• [Text block]:
(begin)
Re: [Lightning-dev] Fat Errors

2022-10-20 Thread Joost Jager
Ah, missed that. Thanks for the correction.
Joost.

On Thu, Oct 20, 2022 at 5:36 PM Bastien TEINTURIER  wrote:

> Hi Joost,
>
> I need more time to review your proposed change, but I wanted to quickly
> correct a misunderstanding you had in quoting eclair's code:
>
> > Unfortunately it is possible for nodes on the route to hide themselves.
> > If they return random data as the failure message, the sender won't know
> > where the failure happened. Some senders then penalize all nodes that
> > were part of the route [4][5]. This may exclude perfectly reliable nodes
> > from being used for future payments.
>
> Eclair's code does not penalize nodes for future payment attempts in this
> case. It only ignores them for the retries of that particular payment.
>
> Cheers,
> Bastien
>
> Le mer. 19 oct. 2022 à 13:13, Joost Jager  a
> écrit :
>
>> Hi list,
>>
>> I wanted to get back to a long-standing issue in Lightning: gaps in error
>> attribution. I've posted about this before back in 2019 [1].
>>
>> Error attribution is important to properly penalize nodes after a payment
>> failure occurs. The goal of the penalty is to give the next attempt a
>> better chance at succeeding. In the happy failure flow, the sender is able
>> to determine the origin of the failure and penalizes a single node or pair
>> of nodes.
>>
>> Unfortunately it is possible for nodes on the route to hide themselves.
>> If they return random data as the failure message, the sender won't know
>> where the failure happened. Some senders then penalize all nodes that were
>> part of the route [4][5]. This may exclude perfectly reliable nodes from
>> being used for future payments. Other senders penalize no nodes at all
>> [6][7], which allows the offending node to keep the disruption going.
(end)
• [Short task a]:
Copy out the entire Fat Errors thread word for word.
The thread above and the listing that follows are unrelated material.

• [Extracted material]:
(begin)
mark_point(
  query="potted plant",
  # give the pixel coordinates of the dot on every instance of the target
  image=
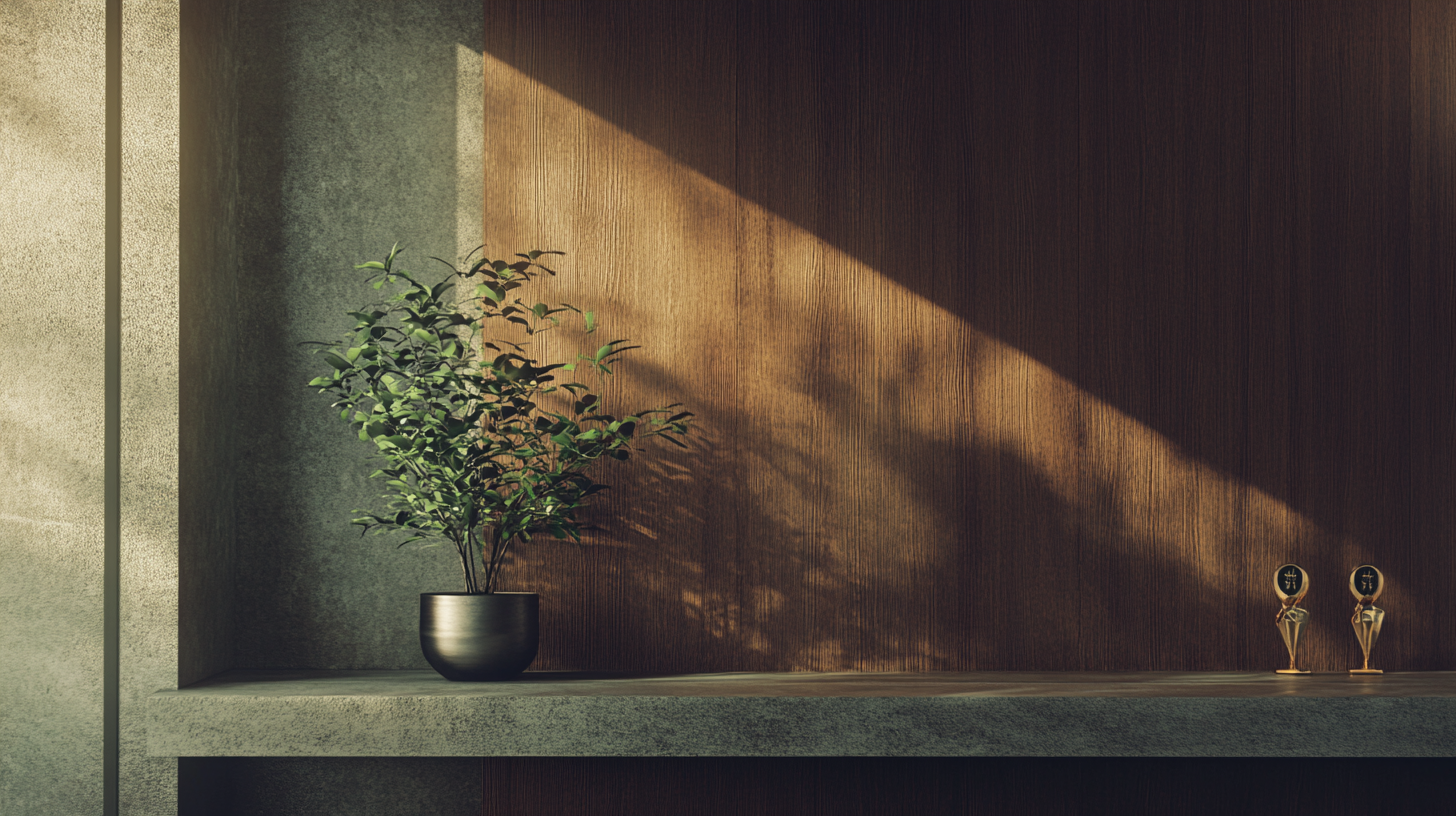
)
(479, 445)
(end)
• [Short task b]:
Rewrite the listing, replacing "potted plant" with "flowerpot" and leaving everything else unchanged. Omit the picture from your answer.

• [Exercise solution a]:
Re: [Lightning-dev] Fat Errors

2022-10-20 Thread Joost Jager
Ah, missed that. Thanks for the correction.
Joost.

On Thu, Oct 20, 2022 at 5:36 PM Bastien TEINTURIER  wrote:

> Hi Joost,
>
> I need more time to review your proposed change, but I wanted to quickly
> correct a misunderstanding you had in quoting eclair's code:
>
> > Unfortunately it is possible for nodes on the route to hide themselves.
> > If they return random data as the failure message, the sender won't know
> > where the failure happened. Some senders then penalize all nodes that
> > were part of the route [4][5]. This may exclude perfectly reliable nodes
> > from being used for future payments.
>
> Eclair's code does not penalize nodes for future payment attempts in this
> case. It only ignores them for the retries of that particular payment.
>
> Cheers,
> Bastien
>
> Le mer. 19 oct. 2022 à 13:13, Joost Jager  a
> écrit :
>
>> Hi list,
>>
>> I wanted to get back to a long-standing issue in Lightning: gaps in error
>> attribution. I've posted about this before back in 2019 [1].
>>
>> Error attribution is important to properly penalize nodes after a payment
>> failure occurs. The goal of the penalty is to give the next attempt a
>> better chance at succeeding. In the happy failure flow, the sender is able
>> to determine the origin of the failure and penalizes a single node or pair
>> of nodes.
>>
>> Unfortunately it is possible for nodes on the route to hide themselves.
>> If they return random data as the failure message, the sender won't know
>> where the failure happened. Some senders then penalize all nodes that were
>> part of the route [4][5]. This may exclude perfectly reliable nodes from
>> being used for future payments. Other senders penalize no nodes at all
>> [6][7], which allows the offending node to keep the disruption going.

• [Exercise solution b]:
mark_point(
  query="flowerpot",
  # give the pixel coordinates of the dot on every instance of the target
  image=
)
(479, 445)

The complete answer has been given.